RECORDS PROVIDED:

════════════════════

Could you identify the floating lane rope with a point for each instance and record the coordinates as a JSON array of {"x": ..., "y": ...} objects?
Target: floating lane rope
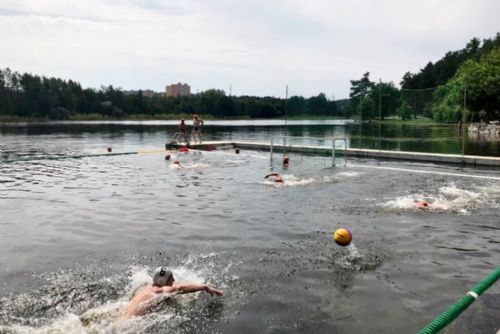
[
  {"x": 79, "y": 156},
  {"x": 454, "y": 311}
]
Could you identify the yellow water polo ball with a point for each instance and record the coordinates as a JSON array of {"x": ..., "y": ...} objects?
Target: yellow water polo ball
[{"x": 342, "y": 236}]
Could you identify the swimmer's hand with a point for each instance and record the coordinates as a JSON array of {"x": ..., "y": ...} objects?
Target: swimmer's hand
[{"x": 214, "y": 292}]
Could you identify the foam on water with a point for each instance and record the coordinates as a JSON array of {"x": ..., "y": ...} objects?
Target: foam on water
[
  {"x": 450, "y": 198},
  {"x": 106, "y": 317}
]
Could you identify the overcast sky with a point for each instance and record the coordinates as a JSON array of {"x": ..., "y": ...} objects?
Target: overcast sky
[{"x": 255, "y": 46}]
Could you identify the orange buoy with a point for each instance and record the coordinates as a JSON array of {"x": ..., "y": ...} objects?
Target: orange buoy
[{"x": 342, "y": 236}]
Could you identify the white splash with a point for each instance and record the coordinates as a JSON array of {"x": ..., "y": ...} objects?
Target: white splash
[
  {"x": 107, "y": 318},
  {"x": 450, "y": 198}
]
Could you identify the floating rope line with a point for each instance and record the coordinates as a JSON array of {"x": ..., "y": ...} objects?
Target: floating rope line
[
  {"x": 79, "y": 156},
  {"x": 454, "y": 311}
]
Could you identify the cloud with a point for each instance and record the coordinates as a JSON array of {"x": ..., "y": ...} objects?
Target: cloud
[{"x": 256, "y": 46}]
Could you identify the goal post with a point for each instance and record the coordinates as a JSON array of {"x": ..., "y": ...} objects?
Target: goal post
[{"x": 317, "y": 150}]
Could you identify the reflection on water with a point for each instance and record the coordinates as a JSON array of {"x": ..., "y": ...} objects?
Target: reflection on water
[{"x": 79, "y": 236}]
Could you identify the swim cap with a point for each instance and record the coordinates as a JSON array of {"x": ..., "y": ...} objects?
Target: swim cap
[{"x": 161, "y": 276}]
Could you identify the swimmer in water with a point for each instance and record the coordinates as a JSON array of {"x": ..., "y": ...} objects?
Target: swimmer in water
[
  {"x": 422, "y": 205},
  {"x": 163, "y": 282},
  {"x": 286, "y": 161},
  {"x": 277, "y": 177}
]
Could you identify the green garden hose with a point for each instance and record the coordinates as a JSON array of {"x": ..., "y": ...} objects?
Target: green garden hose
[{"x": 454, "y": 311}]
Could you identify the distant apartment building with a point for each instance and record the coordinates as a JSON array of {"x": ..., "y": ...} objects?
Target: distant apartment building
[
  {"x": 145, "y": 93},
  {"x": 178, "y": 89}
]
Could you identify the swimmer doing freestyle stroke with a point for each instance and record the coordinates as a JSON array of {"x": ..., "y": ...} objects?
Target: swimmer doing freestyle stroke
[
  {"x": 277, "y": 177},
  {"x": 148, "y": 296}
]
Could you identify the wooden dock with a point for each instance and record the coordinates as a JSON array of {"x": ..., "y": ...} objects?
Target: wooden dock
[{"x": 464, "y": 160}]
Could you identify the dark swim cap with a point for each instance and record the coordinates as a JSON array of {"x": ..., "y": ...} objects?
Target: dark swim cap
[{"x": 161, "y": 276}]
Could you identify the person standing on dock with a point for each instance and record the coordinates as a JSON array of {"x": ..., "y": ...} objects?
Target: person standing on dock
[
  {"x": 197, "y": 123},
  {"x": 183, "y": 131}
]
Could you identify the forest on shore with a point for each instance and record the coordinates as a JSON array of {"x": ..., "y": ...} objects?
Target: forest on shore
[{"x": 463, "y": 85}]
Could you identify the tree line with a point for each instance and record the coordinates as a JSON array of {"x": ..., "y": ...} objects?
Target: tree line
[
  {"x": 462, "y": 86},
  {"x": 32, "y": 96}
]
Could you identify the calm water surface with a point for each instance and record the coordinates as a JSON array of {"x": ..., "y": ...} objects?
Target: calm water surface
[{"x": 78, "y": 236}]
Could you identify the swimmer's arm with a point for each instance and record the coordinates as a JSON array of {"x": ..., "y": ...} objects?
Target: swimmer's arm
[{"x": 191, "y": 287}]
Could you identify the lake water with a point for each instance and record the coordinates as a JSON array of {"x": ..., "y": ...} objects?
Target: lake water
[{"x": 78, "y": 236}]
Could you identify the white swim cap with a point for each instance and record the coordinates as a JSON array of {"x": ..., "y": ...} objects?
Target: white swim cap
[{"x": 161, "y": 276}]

════════════════════

EXERCISE DIRECTIONS: Beginning with the line that contains "Could you identify the wooden", repeat every line through the end of the records and nothing more.

ANSWER SPACE:
Could you identify the wooden dock with a point for each instance and record the coordinates as a JSON array of {"x": ..., "y": ...} objects?
Target: wooden dock
[{"x": 464, "y": 160}]
Could you identify the dark swim cap with a point for each instance and record the coordinates as a JSON array of {"x": ..., "y": ...} objects?
Target: dark swim cap
[{"x": 161, "y": 276}]
Could you identify the person standing on dock with a point for each instance and record the coordinates as a JSON array of {"x": ..., "y": ...} objects?
Target: person standing on dock
[
  {"x": 197, "y": 123},
  {"x": 183, "y": 131}
]
Could you identify the forest on shore with a point for each instance and record the coordinates as a JSON array of {"x": ..., "y": ...} objects?
Target: forest on shore
[{"x": 463, "y": 85}]
Could you identify the tree line with a point for each instance and record the coordinates as a JSON array of {"x": ..., "y": ...} objects?
Target: tree line
[
  {"x": 462, "y": 86},
  {"x": 32, "y": 96}
]
Could you identify the calm water surface with a point for each instance and record the coordinates as a JSON array of {"x": ..., "y": ...} objects?
Target: calm water surface
[{"x": 78, "y": 236}]
Could you identify the swimmer's arm with a point for each instance and record the coordinates as a JSON array of {"x": ..., "y": ...} objects?
Target: swimmer's arm
[{"x": 191, "y": 287}]
Could you identify the lake water with a point for each instance and record the coordinates as a JSON array of {"x": ..., "y": ...} objects?
Target: lake water
[{"x": 78, "y": 236}]
Could you identify the white swim cap with a point for each instance and record the coordinates as a JSON array of {"x": ..., "y": ...} objects?
Target: white swim cap
[{"x": 161, "y": 276}]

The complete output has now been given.